*** EXTRACTED DATA Section Begins ***
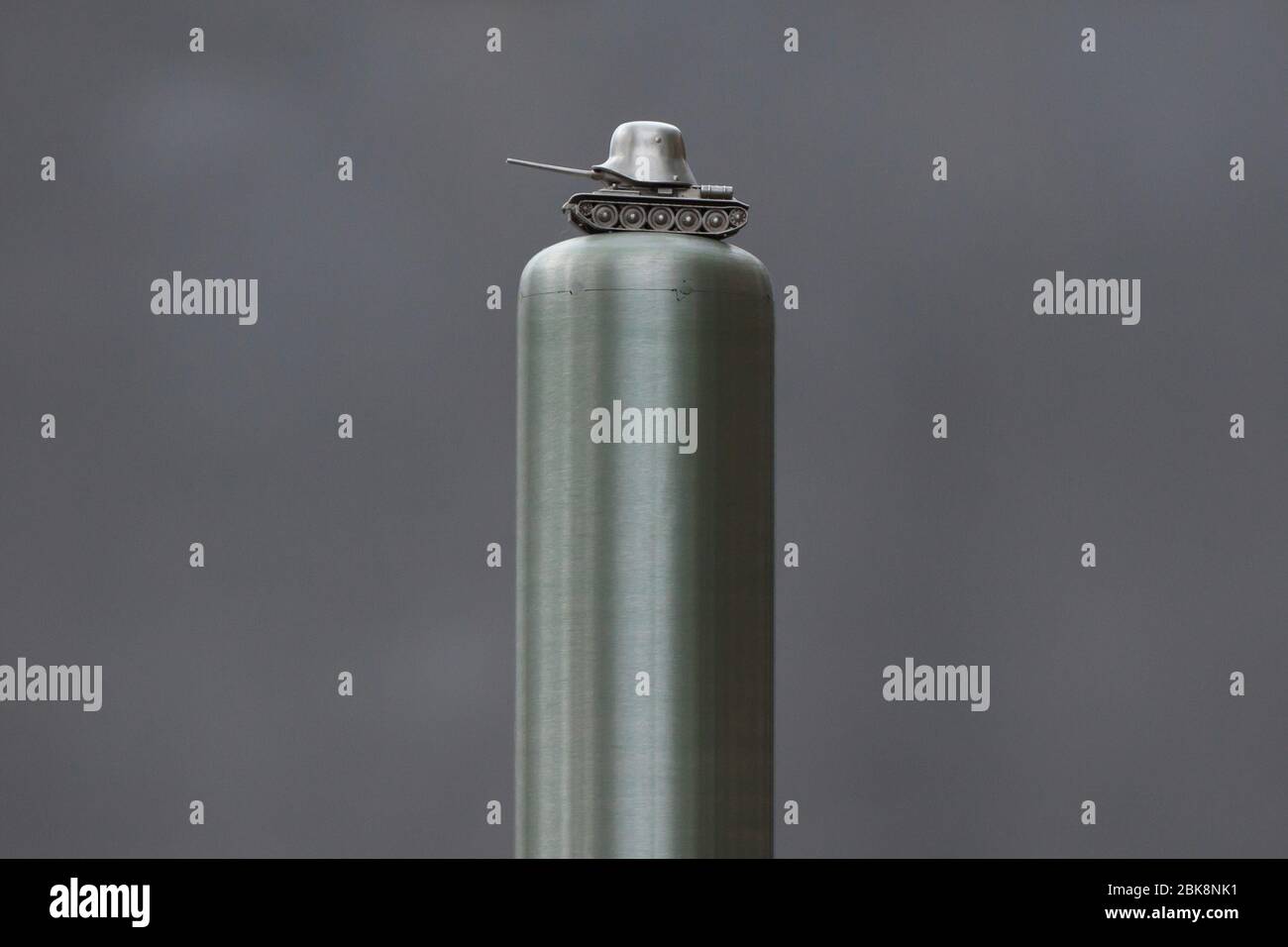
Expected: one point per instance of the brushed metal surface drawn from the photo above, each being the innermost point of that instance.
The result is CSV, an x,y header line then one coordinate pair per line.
x,y
638,558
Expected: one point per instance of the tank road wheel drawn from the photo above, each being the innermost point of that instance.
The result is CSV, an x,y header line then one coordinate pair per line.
x,y
661,218
688,219
715,222
605,215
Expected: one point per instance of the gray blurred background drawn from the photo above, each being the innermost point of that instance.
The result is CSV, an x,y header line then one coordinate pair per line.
x,y
915,298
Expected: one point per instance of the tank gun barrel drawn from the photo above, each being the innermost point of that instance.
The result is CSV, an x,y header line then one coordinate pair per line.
x,y
592,172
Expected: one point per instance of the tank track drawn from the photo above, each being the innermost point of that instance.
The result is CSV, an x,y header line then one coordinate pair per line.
x,y
605,211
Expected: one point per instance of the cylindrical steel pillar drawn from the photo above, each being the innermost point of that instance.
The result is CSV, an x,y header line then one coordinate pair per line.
x,y
638,556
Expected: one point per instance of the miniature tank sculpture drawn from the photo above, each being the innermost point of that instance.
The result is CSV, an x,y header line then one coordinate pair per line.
x,y
649,188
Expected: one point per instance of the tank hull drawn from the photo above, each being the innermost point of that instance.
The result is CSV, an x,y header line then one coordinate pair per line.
x,y
639,558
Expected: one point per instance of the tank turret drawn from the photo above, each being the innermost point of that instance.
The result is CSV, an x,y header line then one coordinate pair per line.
x,y
649,187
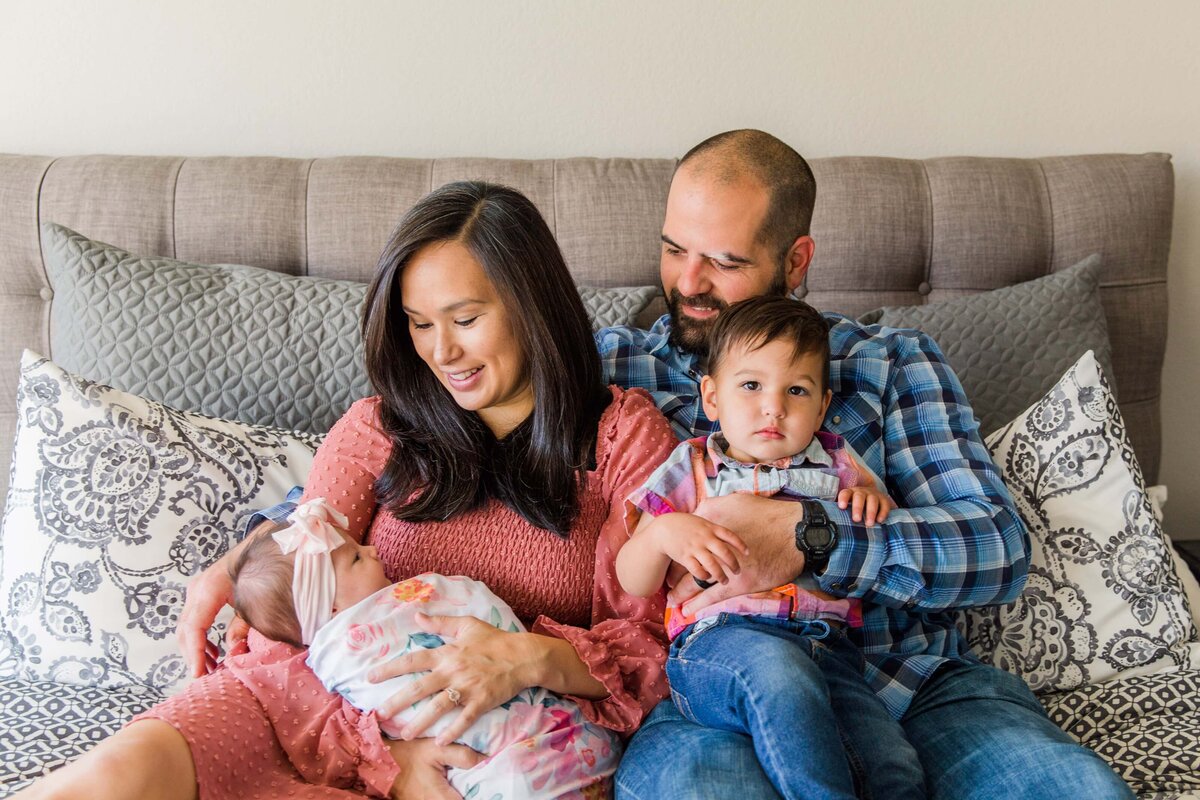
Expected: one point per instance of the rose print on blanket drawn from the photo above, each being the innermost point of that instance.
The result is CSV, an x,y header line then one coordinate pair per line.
x,y
369,636
414,590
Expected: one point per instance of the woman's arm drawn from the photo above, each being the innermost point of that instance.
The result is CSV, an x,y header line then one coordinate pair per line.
x,y
625,647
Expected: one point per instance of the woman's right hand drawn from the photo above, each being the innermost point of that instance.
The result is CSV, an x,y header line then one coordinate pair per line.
x,y
423,768
207,595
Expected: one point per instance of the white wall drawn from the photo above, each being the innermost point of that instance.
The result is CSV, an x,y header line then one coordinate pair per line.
x,y
543,79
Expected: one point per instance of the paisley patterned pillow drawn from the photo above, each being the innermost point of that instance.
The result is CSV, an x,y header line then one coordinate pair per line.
x,y
115,503
1103,599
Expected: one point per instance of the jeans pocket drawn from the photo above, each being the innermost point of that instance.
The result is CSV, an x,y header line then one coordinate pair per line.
x,y
682,704
694,631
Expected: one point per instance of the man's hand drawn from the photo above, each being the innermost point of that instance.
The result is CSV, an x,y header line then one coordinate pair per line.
x,y
767,528
423,769
706,549
868,504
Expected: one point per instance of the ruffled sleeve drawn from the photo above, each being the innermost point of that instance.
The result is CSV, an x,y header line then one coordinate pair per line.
x,y
328,740
348,462
625,648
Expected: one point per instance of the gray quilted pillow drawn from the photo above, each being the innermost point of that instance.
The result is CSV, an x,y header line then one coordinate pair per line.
x,y
1012,344
613,307
233,342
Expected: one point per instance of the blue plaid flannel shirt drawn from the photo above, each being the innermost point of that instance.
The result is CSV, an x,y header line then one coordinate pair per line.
x,y
955,541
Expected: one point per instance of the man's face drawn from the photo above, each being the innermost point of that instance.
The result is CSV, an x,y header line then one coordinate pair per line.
x,y
712,254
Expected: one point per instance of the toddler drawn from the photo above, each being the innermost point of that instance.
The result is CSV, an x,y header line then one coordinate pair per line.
x,y
311,584
766,663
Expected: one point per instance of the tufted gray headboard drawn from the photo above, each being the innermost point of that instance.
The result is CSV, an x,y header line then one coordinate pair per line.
x,y
888,232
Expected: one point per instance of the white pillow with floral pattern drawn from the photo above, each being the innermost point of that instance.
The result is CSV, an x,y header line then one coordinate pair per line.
x,y
114,504
1103,599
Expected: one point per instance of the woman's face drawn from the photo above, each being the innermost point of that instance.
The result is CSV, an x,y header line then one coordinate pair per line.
x,y
463,332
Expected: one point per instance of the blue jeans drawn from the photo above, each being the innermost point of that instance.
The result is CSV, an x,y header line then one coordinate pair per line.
x,y
765,678
979,733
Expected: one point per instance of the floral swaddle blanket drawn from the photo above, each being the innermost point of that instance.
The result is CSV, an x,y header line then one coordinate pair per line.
x,y
539,745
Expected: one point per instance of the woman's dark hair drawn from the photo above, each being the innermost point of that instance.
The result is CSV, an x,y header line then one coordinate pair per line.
x,y
444,459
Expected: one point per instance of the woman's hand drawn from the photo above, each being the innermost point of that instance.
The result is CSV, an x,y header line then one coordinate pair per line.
x,y
207,595
423,769
483,666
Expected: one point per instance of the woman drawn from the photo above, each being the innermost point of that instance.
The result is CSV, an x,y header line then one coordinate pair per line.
x,y
492,450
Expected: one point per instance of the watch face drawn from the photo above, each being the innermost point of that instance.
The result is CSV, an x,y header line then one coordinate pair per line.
x,y
819,539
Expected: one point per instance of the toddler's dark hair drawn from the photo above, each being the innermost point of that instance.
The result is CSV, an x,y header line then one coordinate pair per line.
x,y
262,589
755,322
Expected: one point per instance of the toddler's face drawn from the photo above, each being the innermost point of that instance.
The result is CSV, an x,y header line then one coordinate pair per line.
x,y
768,404
359,573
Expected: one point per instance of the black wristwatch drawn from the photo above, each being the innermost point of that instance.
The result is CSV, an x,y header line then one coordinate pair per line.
x,y
816,535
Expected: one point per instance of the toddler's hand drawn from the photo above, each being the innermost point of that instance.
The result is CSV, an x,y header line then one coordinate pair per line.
x,y
867,503
708,551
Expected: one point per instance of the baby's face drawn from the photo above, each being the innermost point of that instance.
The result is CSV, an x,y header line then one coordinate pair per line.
x,y
359,573
769,405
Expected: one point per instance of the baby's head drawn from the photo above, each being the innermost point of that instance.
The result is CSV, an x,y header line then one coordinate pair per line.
x,y
263,584
768,377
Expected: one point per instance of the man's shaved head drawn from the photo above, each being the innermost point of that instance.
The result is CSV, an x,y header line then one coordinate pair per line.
x,y
748,154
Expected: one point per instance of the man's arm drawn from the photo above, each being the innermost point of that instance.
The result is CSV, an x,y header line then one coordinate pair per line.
x,y
955,539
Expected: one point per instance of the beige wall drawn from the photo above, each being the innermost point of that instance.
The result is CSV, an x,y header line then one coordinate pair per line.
x,y
537,79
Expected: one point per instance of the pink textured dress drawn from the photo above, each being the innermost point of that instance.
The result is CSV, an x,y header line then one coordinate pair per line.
x,y
263,726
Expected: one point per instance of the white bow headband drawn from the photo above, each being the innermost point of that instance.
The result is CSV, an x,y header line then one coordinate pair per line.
x,y
313,583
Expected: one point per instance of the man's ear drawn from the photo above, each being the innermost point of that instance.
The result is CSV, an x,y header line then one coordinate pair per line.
x,y
708,397
796,263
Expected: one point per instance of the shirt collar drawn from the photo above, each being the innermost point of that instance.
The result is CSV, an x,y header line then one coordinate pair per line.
x,y
815,453
659,346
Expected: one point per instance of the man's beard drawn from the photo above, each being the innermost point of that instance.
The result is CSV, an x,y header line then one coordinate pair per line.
x,y
690,335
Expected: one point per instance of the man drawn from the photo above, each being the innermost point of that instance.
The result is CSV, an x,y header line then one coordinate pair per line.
x,y
737,226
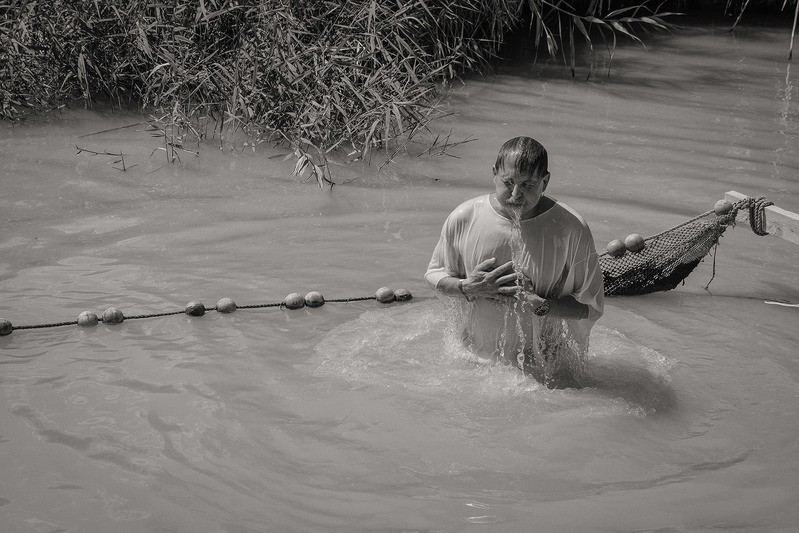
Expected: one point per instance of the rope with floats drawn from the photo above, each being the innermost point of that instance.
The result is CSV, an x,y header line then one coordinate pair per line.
x,y
295,300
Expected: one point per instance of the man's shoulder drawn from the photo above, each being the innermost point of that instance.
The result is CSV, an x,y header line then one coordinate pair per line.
x,y
468,209
569,213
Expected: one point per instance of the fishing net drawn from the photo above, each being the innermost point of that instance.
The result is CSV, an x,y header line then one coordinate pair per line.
x,y
670,256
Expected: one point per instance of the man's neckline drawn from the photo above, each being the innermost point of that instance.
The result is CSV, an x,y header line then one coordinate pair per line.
x,y
544,205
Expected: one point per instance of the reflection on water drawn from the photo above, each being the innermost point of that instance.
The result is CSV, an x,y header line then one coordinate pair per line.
x,y
362,417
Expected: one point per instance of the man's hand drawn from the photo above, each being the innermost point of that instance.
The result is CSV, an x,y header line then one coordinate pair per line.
x,y
488,282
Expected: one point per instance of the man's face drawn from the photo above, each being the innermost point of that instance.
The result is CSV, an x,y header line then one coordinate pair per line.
x,y
519,192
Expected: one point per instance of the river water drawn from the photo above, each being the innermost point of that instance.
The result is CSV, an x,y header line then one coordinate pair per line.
x,y
367,417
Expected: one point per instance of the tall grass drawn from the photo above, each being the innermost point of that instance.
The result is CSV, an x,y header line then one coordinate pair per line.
x,y
320,76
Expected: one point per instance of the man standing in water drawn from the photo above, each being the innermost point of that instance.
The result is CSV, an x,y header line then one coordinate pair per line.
x,y
523,266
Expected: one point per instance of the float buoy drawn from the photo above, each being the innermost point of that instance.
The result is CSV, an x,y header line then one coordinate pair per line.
x,y
294,300
87,319
314,299
616,248
634,242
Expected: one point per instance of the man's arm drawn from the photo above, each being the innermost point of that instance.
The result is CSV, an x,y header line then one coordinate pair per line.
x,y
483,282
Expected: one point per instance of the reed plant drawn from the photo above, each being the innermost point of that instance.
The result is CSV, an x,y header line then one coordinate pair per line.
x,y
320,76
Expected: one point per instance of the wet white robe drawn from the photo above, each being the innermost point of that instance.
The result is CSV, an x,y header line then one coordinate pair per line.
x,y
554,249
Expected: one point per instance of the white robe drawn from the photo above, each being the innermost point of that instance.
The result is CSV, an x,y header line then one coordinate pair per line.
x,y
554,249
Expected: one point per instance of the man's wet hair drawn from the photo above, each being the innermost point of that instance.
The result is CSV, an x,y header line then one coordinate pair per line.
x,y
525,154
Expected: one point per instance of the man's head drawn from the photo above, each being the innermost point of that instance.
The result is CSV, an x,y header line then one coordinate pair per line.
x,y
521,174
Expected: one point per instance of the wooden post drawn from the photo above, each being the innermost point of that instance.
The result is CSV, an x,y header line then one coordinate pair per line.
x,y
779,222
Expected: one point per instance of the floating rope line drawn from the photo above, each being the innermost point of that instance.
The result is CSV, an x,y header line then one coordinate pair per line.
x,y
112,315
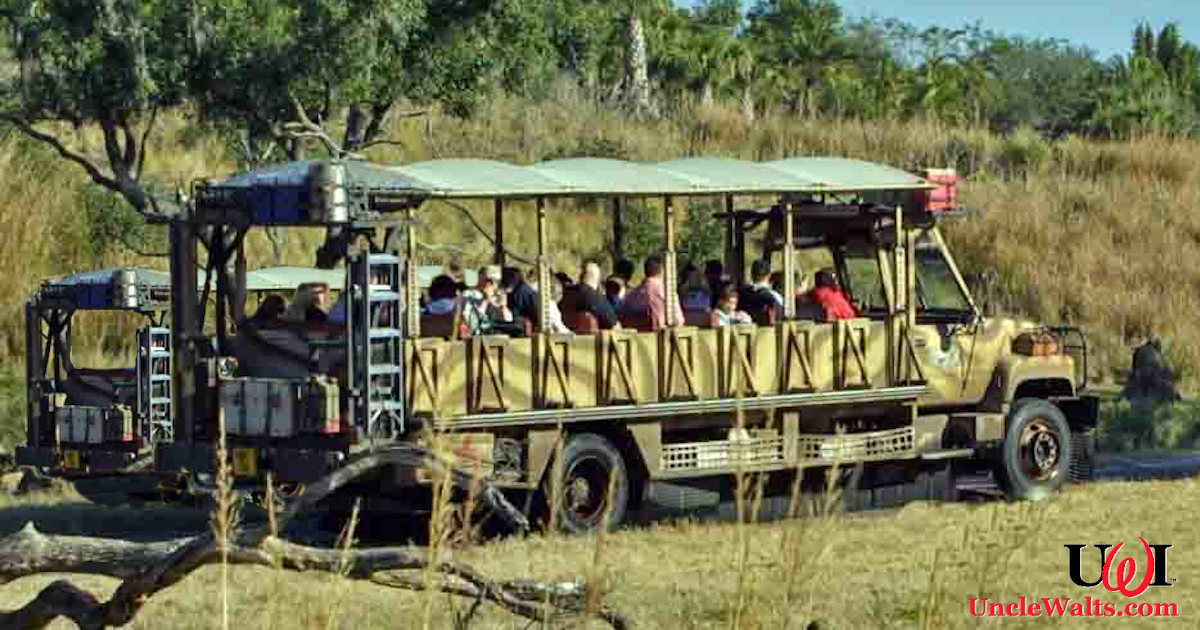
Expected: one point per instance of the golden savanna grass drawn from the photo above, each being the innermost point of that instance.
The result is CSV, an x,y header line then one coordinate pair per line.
x,y
913,568
1102,234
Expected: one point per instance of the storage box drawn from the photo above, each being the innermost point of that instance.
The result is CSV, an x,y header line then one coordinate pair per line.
x,y
81,425
945,196
1036,345
322,407
119,424
259,407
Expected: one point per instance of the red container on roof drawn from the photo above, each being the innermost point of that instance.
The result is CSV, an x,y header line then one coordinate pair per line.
x,y
945,196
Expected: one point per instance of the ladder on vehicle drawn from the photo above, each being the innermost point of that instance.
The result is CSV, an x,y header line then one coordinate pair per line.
x,y
154,384
375,333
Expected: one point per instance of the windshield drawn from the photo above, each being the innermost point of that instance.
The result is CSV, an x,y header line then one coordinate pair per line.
x,y
936,288
863,280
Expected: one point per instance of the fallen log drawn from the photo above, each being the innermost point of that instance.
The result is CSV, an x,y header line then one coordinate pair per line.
x,y
149,568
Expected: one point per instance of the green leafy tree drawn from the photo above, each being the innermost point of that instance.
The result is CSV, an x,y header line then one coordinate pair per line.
x,y
115,65
802,41
1140,99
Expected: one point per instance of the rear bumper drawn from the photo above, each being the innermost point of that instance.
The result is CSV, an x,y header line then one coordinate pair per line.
x,y
1083,412
89,460
287,466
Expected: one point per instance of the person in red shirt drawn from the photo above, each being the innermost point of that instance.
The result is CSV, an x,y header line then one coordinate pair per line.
x,y
829,297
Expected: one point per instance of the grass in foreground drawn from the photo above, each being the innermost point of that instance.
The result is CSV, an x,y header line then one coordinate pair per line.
x,y
852,571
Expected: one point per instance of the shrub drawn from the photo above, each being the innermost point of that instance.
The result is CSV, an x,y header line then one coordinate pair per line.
x,y
1129,426
1024,153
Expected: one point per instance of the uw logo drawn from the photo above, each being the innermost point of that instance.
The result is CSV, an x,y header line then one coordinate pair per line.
x,y
1126,570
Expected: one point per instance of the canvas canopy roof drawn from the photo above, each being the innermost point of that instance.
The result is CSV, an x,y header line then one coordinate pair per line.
x,y
259,280
267,279
593,177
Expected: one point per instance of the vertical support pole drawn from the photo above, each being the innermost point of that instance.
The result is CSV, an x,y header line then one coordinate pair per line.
x,y
789,262
544,288
498,257
618,229
184,329
217,249
732,259
910,287
412,291
35,375
899,318
670,264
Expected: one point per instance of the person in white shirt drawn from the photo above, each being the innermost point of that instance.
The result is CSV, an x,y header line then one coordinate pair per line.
x,y
727,307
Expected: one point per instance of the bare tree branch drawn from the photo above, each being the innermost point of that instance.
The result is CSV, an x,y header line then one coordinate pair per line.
x,y
145,138
149,568
94,171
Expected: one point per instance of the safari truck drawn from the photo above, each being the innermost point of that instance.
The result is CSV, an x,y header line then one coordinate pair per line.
x,y
913,390
83,420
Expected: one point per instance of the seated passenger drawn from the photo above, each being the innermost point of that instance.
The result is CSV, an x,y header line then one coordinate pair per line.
x,y
651,298
269,312
615,289
521,298
586,298
714,273
480,306
760,294
443,297
309,304
624,270
831,298
695,293
726,312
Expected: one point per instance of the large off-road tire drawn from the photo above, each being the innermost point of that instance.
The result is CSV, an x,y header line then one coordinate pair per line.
x,y
1083,448
591,463
1036,457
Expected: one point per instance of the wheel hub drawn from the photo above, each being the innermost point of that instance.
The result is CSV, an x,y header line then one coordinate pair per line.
x,y
585,489
1039,449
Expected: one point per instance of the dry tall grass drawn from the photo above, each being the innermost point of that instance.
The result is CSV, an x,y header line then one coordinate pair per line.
x,y
907,569
1103,234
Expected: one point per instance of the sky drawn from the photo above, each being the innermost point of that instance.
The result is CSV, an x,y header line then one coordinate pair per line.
x,y
1103,25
*** EXTRACTED DATA Section Ends ***
TASK TO CARRY OUT =>
Check each line of the entries for "hand" and copy those that have it.

WRITTEN ANSWER =>
Expected: one point per instance of the woman's right hand drawn from the photo above, each being the innermost point of that instance.
Expected: one point per instance of the man's hand drawn from the photo above, each being the innermost point of that instance.
Expected: one point per instance of the woman's hand drawn from the photo above, each being the innermost point of that instance.
Expected: one point per instance of the toddler's hand drawn from the photo above, each being the innermost point of that instance.
Expected: one point per instance of the man's hand drawn from the photo above, each being the innermost point of that instance.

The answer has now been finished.